▶ **Your task**
Take the part of the listing that opens with the line containing "Give the segmentation of every instance of the blue" and closes with the line containing "Mark the region of each instance of the blue". Switch "plate rim" to "dish edge" there, and give back only those lines with nothing else changed.

▶ **Data excerpts**
'''
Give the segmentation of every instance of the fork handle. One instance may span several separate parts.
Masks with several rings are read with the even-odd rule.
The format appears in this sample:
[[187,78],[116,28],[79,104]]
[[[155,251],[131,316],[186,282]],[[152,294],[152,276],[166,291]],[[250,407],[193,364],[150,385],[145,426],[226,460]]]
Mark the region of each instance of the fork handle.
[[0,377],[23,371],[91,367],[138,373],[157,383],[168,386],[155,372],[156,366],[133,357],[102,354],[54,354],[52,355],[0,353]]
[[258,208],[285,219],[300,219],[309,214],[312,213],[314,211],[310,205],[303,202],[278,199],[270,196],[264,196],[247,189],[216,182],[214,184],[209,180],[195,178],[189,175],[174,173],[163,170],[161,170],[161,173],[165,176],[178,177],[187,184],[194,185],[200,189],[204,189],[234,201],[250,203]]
'''
'''
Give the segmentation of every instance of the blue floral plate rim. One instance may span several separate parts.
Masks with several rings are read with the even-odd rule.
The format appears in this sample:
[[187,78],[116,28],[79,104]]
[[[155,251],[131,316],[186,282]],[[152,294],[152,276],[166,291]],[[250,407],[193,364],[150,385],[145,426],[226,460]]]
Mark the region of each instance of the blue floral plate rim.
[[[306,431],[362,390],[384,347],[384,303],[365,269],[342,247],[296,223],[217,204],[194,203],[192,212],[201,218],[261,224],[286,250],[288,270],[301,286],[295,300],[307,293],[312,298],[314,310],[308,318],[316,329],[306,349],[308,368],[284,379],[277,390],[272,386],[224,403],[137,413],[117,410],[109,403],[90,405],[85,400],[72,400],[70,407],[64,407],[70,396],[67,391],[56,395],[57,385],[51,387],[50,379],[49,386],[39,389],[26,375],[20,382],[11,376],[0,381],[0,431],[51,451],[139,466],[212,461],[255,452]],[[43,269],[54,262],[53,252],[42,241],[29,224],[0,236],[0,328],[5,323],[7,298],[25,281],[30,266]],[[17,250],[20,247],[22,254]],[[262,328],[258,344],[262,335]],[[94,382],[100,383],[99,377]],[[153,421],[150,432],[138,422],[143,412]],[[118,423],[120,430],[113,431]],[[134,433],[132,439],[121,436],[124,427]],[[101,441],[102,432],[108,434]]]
'''
▶ **Response to the exercise**
Give the segmentation of every instance of the blue floral dish edge. One instance may span several separate parts.
Masks with several rings are read with the even-odd rule.
The format appears in this sample:
[[187,78],[116,28],[79,104]]
[[[155,251],[131,316],[186,282]],[[152,294],[152,276],[166,291]],[[250,407],[193,364],[150,385],[145,426],[226,460]]]
Mark the region of each instance of the blue floral dish edge.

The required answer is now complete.